======== Dataset entries ========

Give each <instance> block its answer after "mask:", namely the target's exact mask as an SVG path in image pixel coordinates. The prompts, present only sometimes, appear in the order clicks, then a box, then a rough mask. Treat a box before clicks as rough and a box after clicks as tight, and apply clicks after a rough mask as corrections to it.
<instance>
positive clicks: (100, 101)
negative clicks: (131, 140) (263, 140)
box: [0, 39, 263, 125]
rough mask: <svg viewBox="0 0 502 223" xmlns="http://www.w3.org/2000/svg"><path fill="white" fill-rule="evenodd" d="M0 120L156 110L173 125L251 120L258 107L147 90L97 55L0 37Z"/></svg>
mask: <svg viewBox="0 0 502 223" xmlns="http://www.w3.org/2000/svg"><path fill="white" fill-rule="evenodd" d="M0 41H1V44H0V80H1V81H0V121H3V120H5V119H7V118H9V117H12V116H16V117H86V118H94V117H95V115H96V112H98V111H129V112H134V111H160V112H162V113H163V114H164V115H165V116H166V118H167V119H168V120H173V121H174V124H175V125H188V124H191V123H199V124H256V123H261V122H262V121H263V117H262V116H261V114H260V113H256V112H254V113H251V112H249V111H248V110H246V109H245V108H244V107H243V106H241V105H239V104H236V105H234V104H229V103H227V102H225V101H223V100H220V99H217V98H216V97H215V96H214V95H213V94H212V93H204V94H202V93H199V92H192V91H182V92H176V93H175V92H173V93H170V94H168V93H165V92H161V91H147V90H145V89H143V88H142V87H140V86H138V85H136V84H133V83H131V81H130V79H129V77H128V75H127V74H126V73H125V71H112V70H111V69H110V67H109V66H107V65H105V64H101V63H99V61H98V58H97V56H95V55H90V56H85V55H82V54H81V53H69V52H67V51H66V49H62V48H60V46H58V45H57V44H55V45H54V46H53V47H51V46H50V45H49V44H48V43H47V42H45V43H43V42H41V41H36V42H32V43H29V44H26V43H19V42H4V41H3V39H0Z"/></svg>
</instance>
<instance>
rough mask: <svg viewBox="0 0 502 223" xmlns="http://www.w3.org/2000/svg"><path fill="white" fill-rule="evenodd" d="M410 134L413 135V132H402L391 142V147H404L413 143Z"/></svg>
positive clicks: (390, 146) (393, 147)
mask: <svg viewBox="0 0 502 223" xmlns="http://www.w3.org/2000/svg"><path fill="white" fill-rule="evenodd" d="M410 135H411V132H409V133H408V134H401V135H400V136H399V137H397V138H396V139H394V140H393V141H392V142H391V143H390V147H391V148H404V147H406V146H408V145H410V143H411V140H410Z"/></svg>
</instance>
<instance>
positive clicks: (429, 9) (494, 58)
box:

========

* _What you are asked to do_: All of the material is to be written out exactly.

* _Task solution_:
Give each <instance> block its answer after "mask:", namely the target's exact mask as an SVG path in image pixel coordinates. The prompts, present only sometimes, appear in the order clicks, then a box, then a rough mask. Treat a box before clicks as rough and a box after clicks as tight, and apply clicks after a rough mask as corrections to it.
<instance>
positive clicks: (100, 101)
negative clicks: (131, 140) (263, 140)
box: [0, 39, 263, 125]
rough mask: <svg viewBox="0 0 502 223" xmlns="http://www.w3.org/2000/svg"><path fill="white" fill-rule="evenodd" d="M0 120L156 110L173 125L251 120L258 107L147 90L97 55L0 37Z"/></svg>
mask: <svg viewBox="0 0 502 223" xmlns="http://www.w3.org/2000/svg"><path fill="white" fill-rule="evenodd" d="M0 41H1V44H0V80H1V81H0V121H3V120H5V119H7V118H9V117H12V116H16V117H86V118H94V117H95V115H96V112H98V111H129V112H134V111H160V112H162V113H163V114H164V115H165V116H166V118H167V119H168V120H173V121H174V124H175V125H188V124H191V123H199V124H256V123H261V122H262V121H263V117H262V116H261V114H260V113H256V112H254V113H251V112H249V111H248V110H246V109H245V108H244V107H243V106H241V105H239V104H236V105H234V104H229V103H227V102H225V101H223V100H220V99H217V98H216V97H215V96H214V95H213V94H212V93H204V94H202V93H199V92H192V91H182V92H176V93H175V92H173V93H170V94H168V93H165V92H161V91H147V90H145V89H143V88H142V87H140V86H138V85H136V84H133V83H131V81H130V79H129V77H128V75H127V74H126V73H125V71H112V70H111V69H110V67H109V66H107V65H105V64H101V63H99V61H98V58H97V56H95V55H90V56H85V55H82V54H81V53H69V52H67V51H66V49H62V48H60V46H58V45H57V44H55V45H54V46H53V47H51V46H50V45H49V44H48V43H47V42H45V43H43V42H41V41H36V42H32V43H29V44H26V43H19V42H4V41H3V39H0Z"/></svg>
</instance>
<instance>
rough mask: <svg viewBox="0 0 502 223" xmlns="http://www.w3.org/2000/svg"><path fill="white" fill-rule="evenodd" d="M410 134L413 135V132H402L391 142V147H404L413 143Z"/></svg>
positive clicks: (390, 146) (393, 147)
mask: <svg viewBox="0 0 502 223" xmlns="http://www.w3.org/2000/svg"><path fill="white" fill-rule="evenodd" d="M410 135H411V132H409V133H408V134H401V135H400V136H399V137H397V138H396V139H394V140H393V141H392V142H391V143H390V147H391V148H404V147H406V146H408V145H410V143H411V140H410Z"/></svg>
</instance>
<instance>
positive clicks: (429, 9) (494, 58)
box:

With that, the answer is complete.